WRITTEN EXERCISE.
Find every line in the listing below that contains the word "mountain" and copy each of those lines.

Location annotation dataset excerpts
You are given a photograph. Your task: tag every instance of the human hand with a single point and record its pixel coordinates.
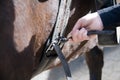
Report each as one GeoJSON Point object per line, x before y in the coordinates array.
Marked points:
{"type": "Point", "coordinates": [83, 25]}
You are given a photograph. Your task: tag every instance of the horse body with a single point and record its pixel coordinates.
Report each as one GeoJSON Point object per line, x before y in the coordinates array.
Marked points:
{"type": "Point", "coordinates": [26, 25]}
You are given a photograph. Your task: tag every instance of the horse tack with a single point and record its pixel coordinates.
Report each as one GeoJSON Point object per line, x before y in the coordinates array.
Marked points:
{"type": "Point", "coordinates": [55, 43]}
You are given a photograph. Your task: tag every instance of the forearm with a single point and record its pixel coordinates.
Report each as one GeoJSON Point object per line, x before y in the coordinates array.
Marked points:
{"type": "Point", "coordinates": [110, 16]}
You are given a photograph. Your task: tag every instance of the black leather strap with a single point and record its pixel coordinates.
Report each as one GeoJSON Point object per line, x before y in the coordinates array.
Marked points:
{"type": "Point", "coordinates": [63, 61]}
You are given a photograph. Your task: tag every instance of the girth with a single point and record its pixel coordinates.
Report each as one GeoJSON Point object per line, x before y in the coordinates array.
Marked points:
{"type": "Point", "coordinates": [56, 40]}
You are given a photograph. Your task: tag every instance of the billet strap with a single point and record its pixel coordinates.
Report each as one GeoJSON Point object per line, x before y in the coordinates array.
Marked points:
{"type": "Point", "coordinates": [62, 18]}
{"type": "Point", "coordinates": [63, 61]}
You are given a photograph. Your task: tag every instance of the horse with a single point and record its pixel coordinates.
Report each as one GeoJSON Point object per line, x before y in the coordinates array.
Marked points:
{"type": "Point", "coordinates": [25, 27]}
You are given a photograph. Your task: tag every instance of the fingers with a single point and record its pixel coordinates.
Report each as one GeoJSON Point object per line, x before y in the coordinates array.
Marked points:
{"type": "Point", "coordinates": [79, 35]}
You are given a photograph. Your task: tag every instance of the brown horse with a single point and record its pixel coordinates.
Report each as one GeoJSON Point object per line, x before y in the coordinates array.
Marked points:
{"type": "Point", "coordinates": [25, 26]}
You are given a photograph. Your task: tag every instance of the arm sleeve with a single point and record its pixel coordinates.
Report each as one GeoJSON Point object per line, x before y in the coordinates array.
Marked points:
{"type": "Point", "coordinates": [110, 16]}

---

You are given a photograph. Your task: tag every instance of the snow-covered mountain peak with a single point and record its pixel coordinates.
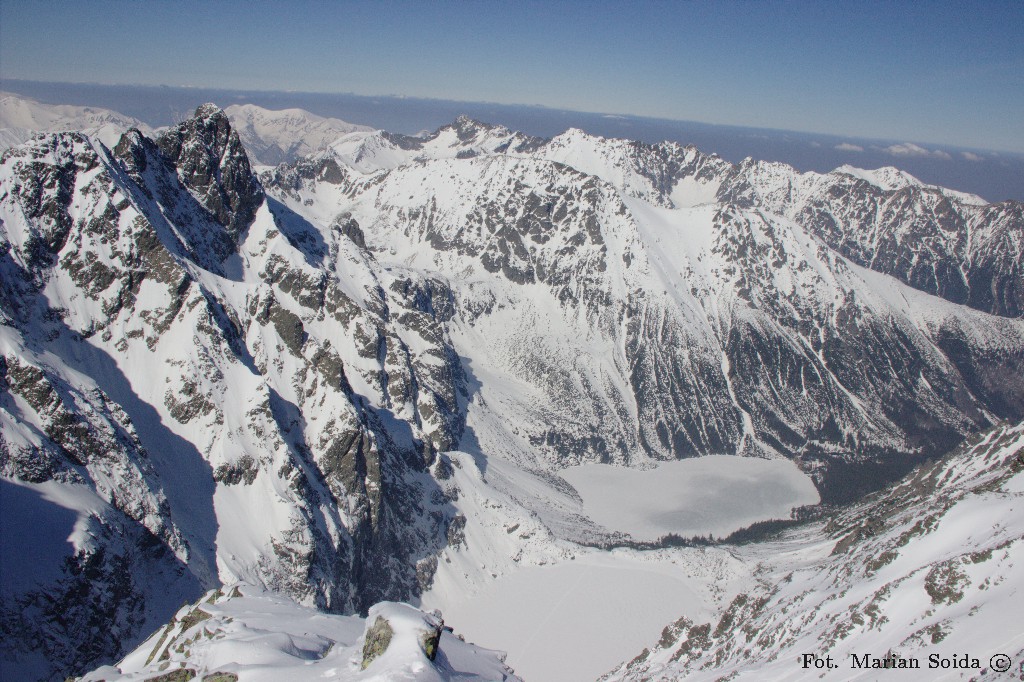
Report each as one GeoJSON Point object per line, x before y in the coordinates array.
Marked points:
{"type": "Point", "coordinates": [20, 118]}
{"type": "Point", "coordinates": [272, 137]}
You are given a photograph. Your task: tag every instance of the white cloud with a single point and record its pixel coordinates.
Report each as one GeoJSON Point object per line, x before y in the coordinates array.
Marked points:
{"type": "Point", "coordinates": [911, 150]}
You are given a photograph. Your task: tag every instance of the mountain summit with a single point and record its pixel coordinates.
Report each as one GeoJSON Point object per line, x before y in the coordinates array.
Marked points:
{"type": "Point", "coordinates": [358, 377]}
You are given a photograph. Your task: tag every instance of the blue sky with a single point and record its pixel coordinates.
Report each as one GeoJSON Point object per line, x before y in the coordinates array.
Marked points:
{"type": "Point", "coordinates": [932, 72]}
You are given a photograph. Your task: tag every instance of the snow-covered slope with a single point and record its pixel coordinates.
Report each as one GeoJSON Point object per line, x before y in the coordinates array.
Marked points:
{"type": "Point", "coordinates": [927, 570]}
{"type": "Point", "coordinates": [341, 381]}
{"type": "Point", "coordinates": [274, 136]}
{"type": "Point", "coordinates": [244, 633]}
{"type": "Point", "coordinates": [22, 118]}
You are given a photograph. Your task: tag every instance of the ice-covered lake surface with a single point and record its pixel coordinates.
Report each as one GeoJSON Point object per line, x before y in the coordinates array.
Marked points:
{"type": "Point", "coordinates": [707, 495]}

RESULT.
You are given a photograph. Your task: tag every instance of the snow-covered mountain peak with a single point and record its pixel coordinates.
You are given a photograph. Your task: tag every instance of the mountain summit with a single point and record its pixel coordinates.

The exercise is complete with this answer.